- **The request**: Rewrite the rows below, swapping every "photograph" for "image" and keeping the rest the same.

----- Dataset records

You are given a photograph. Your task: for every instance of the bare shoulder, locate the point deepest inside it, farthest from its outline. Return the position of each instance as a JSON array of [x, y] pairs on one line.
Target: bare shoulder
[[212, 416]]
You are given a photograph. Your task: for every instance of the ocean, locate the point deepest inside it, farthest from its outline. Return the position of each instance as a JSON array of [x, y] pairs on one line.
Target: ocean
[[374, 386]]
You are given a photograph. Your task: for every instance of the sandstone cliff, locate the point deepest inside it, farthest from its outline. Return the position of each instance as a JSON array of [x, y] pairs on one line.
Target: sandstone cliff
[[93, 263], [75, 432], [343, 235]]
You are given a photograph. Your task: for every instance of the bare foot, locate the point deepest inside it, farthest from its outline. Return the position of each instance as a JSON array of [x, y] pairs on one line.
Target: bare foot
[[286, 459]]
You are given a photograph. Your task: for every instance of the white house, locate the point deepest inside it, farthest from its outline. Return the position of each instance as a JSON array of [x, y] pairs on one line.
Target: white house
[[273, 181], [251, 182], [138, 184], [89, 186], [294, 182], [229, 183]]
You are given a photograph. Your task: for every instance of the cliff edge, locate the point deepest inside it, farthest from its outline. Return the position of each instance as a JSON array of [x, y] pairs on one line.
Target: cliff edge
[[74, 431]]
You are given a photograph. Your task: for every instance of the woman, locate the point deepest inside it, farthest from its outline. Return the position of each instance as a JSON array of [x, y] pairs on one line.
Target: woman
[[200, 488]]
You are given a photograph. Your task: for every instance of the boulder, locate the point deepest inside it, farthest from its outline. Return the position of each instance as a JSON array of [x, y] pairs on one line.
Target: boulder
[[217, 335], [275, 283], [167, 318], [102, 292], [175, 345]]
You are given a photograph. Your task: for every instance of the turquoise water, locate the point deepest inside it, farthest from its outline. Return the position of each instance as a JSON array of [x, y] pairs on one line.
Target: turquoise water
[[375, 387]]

----------

- **Task solution**:
You are given a image. Your task: for every instance of the bare shoulder, locate the point deepest inside it, farthest from its outline. Return the position of each instance as a JSON array of [x, y] pairs on one line.
Target: bare shoulder
[[212, 416]]
You are given a image. Your task: for every instance of the ocean, locate the point deepest inside it, farthest from its outline. Return the position of each instance as a JSON array of [x, y] pairs on one line.
Target: ocean
[[374, 386]]
You are given a image. Your task: for every instance of the sandstone cliff, locate the point deepest inside it, farthest from its outline. Return the position of each instance as a JSON array of [x, y] pairs on one line.
Target: sandstone cliff
[[93, 263], [75, 432], [343, 235]]
You are given a image. Your task: for every instance of the bare foot, locate the point deepest inside it, farthest from its outline. Return the position of each instance as a JSON array of [x, y] pairs on one line.
Target: bare foot
[[286, 459]]
You are given a image. Your task: for every instance of the white house, locate the point deepest inside it, farthest from its outline. Return the position of each instance as a JSON array of [x, y] pairs on one line.
Target: white house
[[273, 181], [251, 182], [138, 184], [89, 186], [294, 182], [229, 183]]
You are given a image. Your task: for every instance of the cliff edge, locate the point deepest inside it, farthest from its outline. Return the position of each instance as a JSON array of [x, y] pairs on one line.
Target: cliff edge
[[74, 431]]
You are given a image. Your task: for every instance of the woman, locate the point deepest inside it, farthest from its outline. Return the position of each instance as a JSON array of [x, y] pairs on one line.
Target: woman
[[200, 488]]
You are given a image. Your task: for every instance of the boulder, locate the point deepest inside it, farthest from its outline. Return the position of each instance as a JSON array of [x, y] pairs on one line.
Target: boulder
[[217, 335], [275, 283], [167, 318], [102, 292], [175, 345]]
You are given a image. Your task: for every instance of the turquoise water, locate the point deepest inside it, farthest from its outline. Return the position of each instance as a JSON array of [x, y] pairs on one line.
Target: turquoise water
[[375, 387]]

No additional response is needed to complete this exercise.